===== Task data =====

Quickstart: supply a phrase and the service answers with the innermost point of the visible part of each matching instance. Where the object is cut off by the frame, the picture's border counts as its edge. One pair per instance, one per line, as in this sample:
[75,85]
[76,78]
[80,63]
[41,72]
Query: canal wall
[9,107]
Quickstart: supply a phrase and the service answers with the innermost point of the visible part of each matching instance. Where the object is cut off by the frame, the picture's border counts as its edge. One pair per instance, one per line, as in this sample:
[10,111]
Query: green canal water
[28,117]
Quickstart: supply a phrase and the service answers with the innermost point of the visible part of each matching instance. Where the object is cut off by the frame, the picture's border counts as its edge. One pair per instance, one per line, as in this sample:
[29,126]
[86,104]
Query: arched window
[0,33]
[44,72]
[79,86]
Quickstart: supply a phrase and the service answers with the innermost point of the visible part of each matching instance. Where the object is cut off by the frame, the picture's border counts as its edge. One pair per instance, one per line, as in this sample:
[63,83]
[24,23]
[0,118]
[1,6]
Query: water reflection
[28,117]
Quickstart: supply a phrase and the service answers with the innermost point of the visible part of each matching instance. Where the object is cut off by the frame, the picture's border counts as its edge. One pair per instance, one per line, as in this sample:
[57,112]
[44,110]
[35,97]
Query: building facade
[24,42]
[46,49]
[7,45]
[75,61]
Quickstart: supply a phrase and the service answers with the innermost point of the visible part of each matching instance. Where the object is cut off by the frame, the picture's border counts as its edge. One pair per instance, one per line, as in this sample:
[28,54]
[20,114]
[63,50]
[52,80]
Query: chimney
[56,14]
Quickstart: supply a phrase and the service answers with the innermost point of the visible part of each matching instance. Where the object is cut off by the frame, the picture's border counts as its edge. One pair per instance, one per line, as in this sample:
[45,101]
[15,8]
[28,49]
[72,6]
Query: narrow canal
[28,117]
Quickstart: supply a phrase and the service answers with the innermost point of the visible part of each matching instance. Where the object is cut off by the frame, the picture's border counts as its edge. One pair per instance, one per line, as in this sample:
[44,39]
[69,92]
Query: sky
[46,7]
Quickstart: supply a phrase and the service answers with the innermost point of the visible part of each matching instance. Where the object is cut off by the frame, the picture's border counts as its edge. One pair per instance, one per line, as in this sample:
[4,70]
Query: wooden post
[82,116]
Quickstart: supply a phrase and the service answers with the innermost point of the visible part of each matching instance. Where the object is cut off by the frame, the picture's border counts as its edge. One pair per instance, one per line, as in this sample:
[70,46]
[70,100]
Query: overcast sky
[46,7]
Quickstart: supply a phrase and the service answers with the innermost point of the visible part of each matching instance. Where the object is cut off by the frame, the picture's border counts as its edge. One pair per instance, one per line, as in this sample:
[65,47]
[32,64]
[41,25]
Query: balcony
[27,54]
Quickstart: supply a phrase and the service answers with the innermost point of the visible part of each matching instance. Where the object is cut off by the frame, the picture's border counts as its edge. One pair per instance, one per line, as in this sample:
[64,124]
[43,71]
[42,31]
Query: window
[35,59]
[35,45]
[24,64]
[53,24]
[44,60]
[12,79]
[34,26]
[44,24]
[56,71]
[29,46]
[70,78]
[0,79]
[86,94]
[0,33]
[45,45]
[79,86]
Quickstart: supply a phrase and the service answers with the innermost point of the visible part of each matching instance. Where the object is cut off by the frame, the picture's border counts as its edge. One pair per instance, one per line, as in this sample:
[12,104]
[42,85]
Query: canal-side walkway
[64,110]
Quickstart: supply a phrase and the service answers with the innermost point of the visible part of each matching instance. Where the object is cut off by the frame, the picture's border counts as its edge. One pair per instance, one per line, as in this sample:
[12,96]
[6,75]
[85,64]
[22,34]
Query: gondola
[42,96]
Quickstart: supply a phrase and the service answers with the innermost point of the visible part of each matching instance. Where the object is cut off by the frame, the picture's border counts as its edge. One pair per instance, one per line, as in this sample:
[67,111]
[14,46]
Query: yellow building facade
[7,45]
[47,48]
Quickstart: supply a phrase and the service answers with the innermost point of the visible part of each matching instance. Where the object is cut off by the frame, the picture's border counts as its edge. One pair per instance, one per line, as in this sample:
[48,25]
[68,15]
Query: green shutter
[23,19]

=====

Filter the listing above down to the lines containing the string "facade", copying each matching line in full. Treat uppercase and lowercase as distinct.

## The response
Query: building facade
Query: yellow building facade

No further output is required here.